=== GIVEN REQUEST ===
Reproduce every entry below in full, its request included, shifting each x and y coordinate in the answer up by 73. Leave the pictures out.

— START EXTRACTED INFORMATION —

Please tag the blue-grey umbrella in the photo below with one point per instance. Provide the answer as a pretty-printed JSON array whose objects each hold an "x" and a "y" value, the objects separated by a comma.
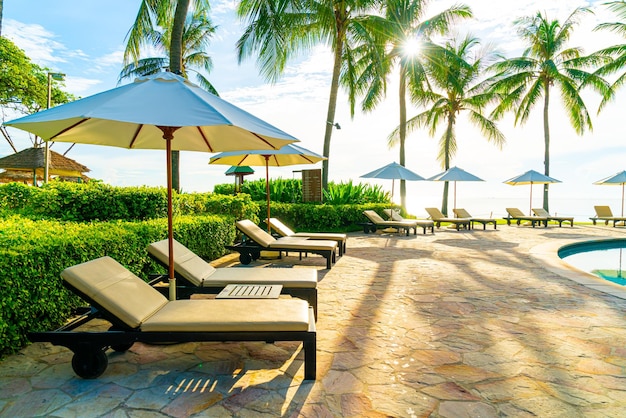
[
  {"x": 615, "y": 180},
  {"x": 531, "y": 177},
  {"x": 455, "y": 174},
  {"x": 160, "y": 111},
  {"x": 290, "y": 154},
  {"x": 393, "y": 171}
]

— END EXTRACTED INFORMATION —

=== EXERCISE RESULT ===
Please tag the blue-grey umbrella in the photo below with one point per instance. Provide the answer as a pretty-printed JSON array whose objects each hold an "x" and a "y" value, the objects separated by a comma.
[
  {"x": 688, "y": 253},
  {"x": 604, "y": 250},
  {"x": 528, "y": 247},
  {"x": 233, "y": 184},
  {"x": 363, "y": 227},
  {"x": 466, "y": 244}
]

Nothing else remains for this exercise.